What is expected:
Reproduce every one of the items below line for line, without changing anything.

Excerpted data:
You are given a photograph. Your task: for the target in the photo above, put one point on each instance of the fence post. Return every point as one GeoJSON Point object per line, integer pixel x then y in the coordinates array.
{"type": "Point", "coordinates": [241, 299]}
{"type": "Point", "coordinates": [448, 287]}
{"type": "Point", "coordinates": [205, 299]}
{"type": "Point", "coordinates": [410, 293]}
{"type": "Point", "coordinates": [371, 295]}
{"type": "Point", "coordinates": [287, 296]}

Answer:
You are given a photograph. Your task: for the target in the photo above, put one point on each instance of the fence post. Return every point as one GeoJSON Point object per line, integer pixel x then y in the coordinates array.
{"type": "Point", "coordinates": [241, 299]}
{"type": "Point", "coordinates": [448, 287]}
{"type": "Point", "coordinates": [205, 299]}
{"type": "Point", "coordinates": [410, 293]}
{"type": "Point", "coordinates": [371, 295]}
{"type": "Point", "coordinates": [287, 296]}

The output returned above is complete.